First things first, get rid of the 3x's with a u substitution. It's easy to see that all it does is change the solution by a factor of 1 over 3. So we have,

[tex]\frac{1}{3}\int \sin^3{u} \cos^3{u}\,du[/tex]

If we had only 1 sine term or only 1 cosine term, we'd be gold. Problem solved. But we got 2 too many. So let's get rid of them!

[tex]\sin^2{x} + \cos^2{x} = 1[/tex]

Use this to turn the integral into

[tex]\frac{1}{3}\int \sin^3{u} (1 - \sin^2{u}) \cos{u}\,du[/tex]

which is easily separated and solved by substitution.

Records provided

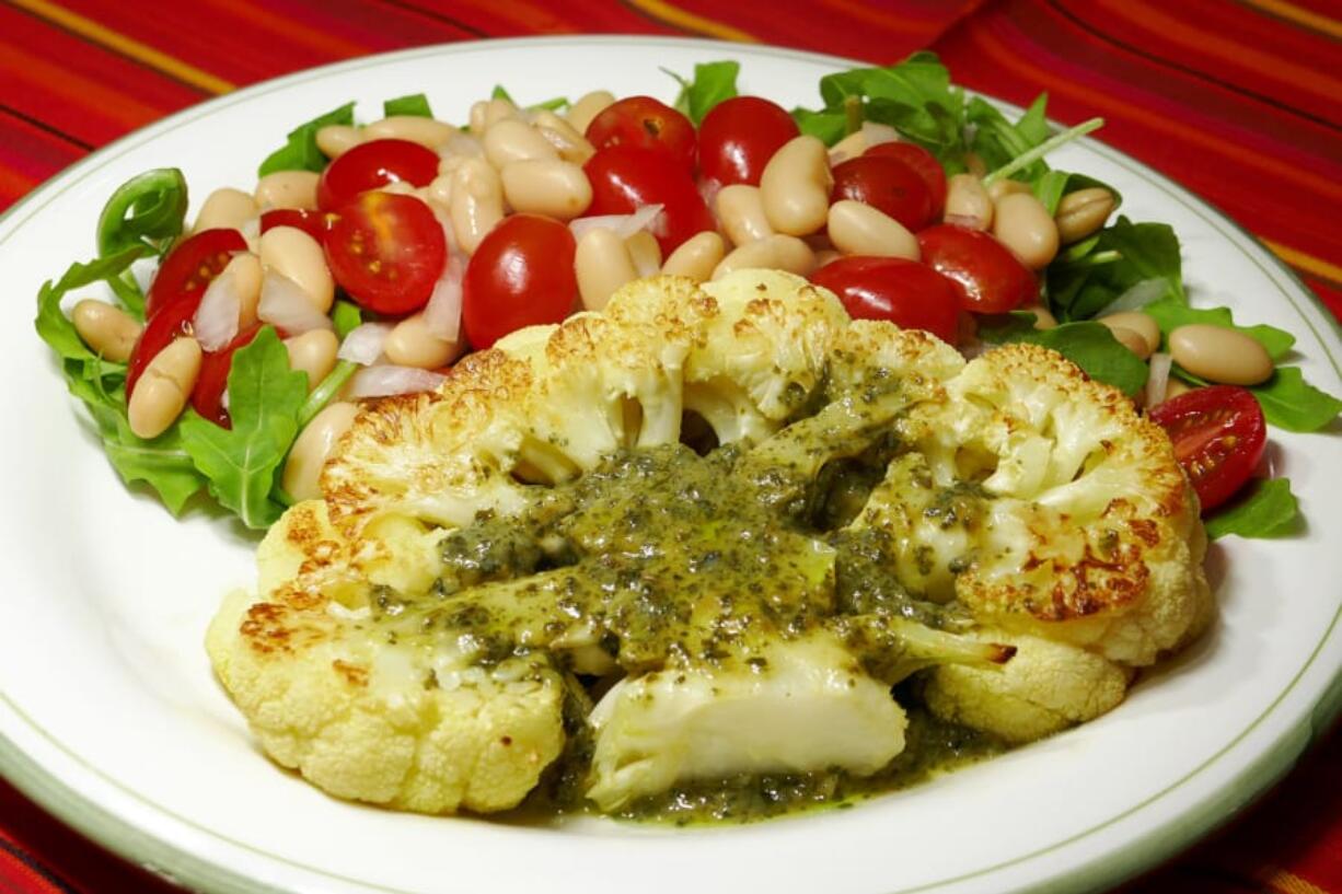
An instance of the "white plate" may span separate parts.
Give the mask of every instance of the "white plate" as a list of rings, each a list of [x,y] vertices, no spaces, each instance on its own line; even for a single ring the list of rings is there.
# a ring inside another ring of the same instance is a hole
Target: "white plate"
[[[670,99],[658,70],[734,58],[742,87],[813,103],[843,60],[738,44],[565,38],[416,50],[260,85],[187,110],[75,165],[0,221],[15,324],[0,554],[0,769],[113,850],[219,891],[660,891],[888,894],[1098,889],[1173,854],[1284,773],[1338,705],[1342,486],[1333,436],[1274,431],[1303,536],[1220,542],[1221,622],[1118,710],[1082,729],[855,809],[743,828],[607,822],[544,830],[391,813],[327,799],[266,761],[215,685],[205,623],[251,576],[251,541],[127,493],[24,322],[43,279],[93,255],[127,176],[178,165],[199,200],[254,183],[297,122],[346,99],[362,117],[424,90],[463,119],[503,82],[521,101],[596,87]],[[1252,238],[1096,142],[1051,158],[1115,184],[1123,211],[1184,242],[1198,305],[1299,337],[1306,375],[1342,392],[1330,317]],[[1331,468],[1330,468],[1331,466]],[[1327,532],[1334,532],[1329,534]],[[1331,542],[1330,542],[1331,541]]]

Direction 1
Print every line of the records verbatim, leaving the pictures out.
Direction 2
Continue the integration walkthrough from the point where it stops.

Exercise response 1
An instance of the "white plate" may span separate parts.
Give the mask of every instance of the "white plate" as a list of rings, each a list of [x,y] vertices, no spaces, each instance on its own line; even for a single ring the list of rings is there.
# a ring inside another ring of the same instance is a hole
Target: "white plate"
[[[670,99],[658,70],[734,58],[742,87],[813,103],[843,60],[738,44],[565,38],[416,50],[260,85],[187,110],[75,165],[0,221],[15,324],[0,554],[0,769],[113,850],[219,891],[660,891],[888,894],[1098,889],[1173,854],[1284,773],[1338,705],[1342,486],[1333,436],[1274,431],[1303,536],[1220,542],[1221,622],[1118,710],[1082,729],[855,809],[743,828],[607,822],[544,830],[391,813],[327,799],[266,761],[215,685],[205,623],[251,576],[251,541],[127,493],[24,322],[43,279],[93,255],[127,176],[178,165],[199,200],[254,183],[297,122],[346,99],[362,117],[424,90],[463,119],[503,82],[521,101],[596,87]],[[1252,238],[1096,142],[1051,158],[1115,184],[1123,211],[1184,242],[1198,305],[1299,337],[1306,375],[1342,392],[1330,317]],[[1331,468],[1330,468],[1331,466]],[[1327,532],[1334,532],[1329,534]],[[1331,542],[1330,542],[1331,541]]]

Exercise response 2
Have another shot at the second one, keeping in mind that

[tex]\frac{d}{dx}\tan{x} = \sec^2{x}[/tex]

cookiemonster
NateTG
#3
Mar18-04, 04:52 PM
Sci Advisor
HW Helper
P: 2,538
Where did you get [tex]\cos^3=1-\sin^2[/tex]
I would probably use the half angle formulas:
[tex]\sin(2x)=2\sin(x)\cos(x)[/tex]
so
[tex]\sin(x)\cos(x)=\frac{\sin(2x)}{2}[/tex]
so
[tex]\sin(3x)\cos(3x)=\frac{\sin(6x)}{2}[/tex]

Now you've got:
[tex]\int\sin^3(3x)\cos^3(3x)dx[/tex]
[tex]\int(\sin(3x)\cos(3x))^3dx[/tex]
[tex]\frac{1}{8}\int\sin^3(6x)dx[/tex]

Now
[tex]\sin(3x)=3\sin(x)-4\sin^3(x)[/tex]
so
[tex]\sin^3(6x)=\frac{3\sin(6x)-\sin(18x)}{4}[/tex]
so
[tex]\frac{1}{32}\int3\sin(6x)-\sin(18x)dx[/tex]
so
[tex]\int\sin^3(3x)\cos^3(3x)dx=\frac{\cos(18x)}{576}-\frac{\cos(6x)}{192}+C[/tex]

Oh, by parts...

cookiemonster
#4
Mar18-04, 04:55 PM
P: 991
Calculus help

I didn't. I only took two of the cosines and I left the third for the u substitution.

u = sinx
du = cosxdx

It's used in the du.

Edit: By parts?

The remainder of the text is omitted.